(Beginning of PROVIDED MATERIAL)

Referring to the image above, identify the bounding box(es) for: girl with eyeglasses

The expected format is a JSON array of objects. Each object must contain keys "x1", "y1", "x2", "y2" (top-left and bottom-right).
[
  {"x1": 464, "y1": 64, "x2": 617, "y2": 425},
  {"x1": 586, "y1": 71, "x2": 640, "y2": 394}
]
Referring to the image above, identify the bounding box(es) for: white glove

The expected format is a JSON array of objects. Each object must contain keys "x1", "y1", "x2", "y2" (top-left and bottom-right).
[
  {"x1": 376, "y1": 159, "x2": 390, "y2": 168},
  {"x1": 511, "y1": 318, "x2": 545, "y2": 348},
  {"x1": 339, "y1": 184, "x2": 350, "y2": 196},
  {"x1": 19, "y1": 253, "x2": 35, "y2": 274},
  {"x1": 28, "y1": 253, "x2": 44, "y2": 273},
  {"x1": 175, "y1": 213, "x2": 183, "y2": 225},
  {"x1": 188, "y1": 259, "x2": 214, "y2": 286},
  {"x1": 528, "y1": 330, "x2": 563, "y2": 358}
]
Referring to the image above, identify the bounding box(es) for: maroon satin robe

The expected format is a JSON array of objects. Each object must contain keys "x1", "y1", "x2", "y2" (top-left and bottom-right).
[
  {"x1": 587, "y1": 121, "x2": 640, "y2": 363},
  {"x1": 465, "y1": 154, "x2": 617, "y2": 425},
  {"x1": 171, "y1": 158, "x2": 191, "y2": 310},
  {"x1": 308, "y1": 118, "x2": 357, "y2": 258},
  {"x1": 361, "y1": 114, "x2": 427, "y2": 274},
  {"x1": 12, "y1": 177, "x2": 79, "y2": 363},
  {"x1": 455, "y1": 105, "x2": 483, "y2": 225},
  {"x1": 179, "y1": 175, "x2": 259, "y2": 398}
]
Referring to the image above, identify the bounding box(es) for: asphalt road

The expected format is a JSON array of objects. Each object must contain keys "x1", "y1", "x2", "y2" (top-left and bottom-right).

(End of PROVIDED MATERIAL)

_WHAT IS REQUIRED_. Print the full listing verbatim. Leave nothing out.

_EXERCISE ANSWER_.
Referring to the image above, identify the bounding box(es) for: girl with eyeglasses

The expected format is a JSON array of objects. Each object must contain keys "x1", "y1", "x2", "y2" (top-left and bottom-right).
[
  {"x1": 464, "y1": 64, "x2": 617, "y2": 425},
  {"x1": 586, "y1": 71, "x2": 640, "y2": 394}
]
Referring to the image above, identify the bounding box(es) for: white glove

The expected format is a JSON array of objects. Each object must contain keys "x1", "y1", "x2", "y2" (top-left and bottom-right).
[
  {"x1": 376, "y1": 159, "x2": 390, "y2": 168},
  {"x1": 511, "y1": 318, "x2": 545, "y2": 348},
  {"x1": 339, "y1": 184, "x2": 350, "y2": 196},
  {"x1": 19, "y1": 253, "x2": 35, "y2": 274},
  {"x1": 28, "y1": 253, "x2": 44, "y2": 273},
  {"x1": 175, "y1": 213, "x2": 183, "y2": 225},
  {"x1": 188, "y1": 259, "x2": 214, "y2": 286},
  {"x1": 528, "y1": 330, "x2": 563, "y2": 358}
]
Referring to the image above, identify the bounding box(es) for: maroon satin robe

The expected format is a JSON array of objects. Each object must contain keys "x1", "y1", "x2", "y2" (top-left and bottom-right).
[
  {"x1": 587, "y1": 121, "x2": 640, "y2": 363},
  {"x1": 465, "y1": 154, "x2": 617, "y2": 425},
  {"x1": 171, "y1": 158, "x2": 191, "y2": 310},
  {"x1": 308, "y1": 118, "x2": 357, "y2": 258},
  {"x1": 361, "y1": 114, "x2": 427, "y2": 274},
  {"x1": 12, "y1": 177, "x2": 79, "y2": 363},
  {"x1": 455, "y1": 105, "x2": 483, "y2": 225},
  {"x1": 179, "y1": 175, "x2": 259, "y2": 398}
]
Referring to the image above, identify the bounding box(es) for: asphalt road

The expected format is a JSON array of objects. Each object must contain keys "x1", "y1", "x2", "y2" (top-left and bottom-right).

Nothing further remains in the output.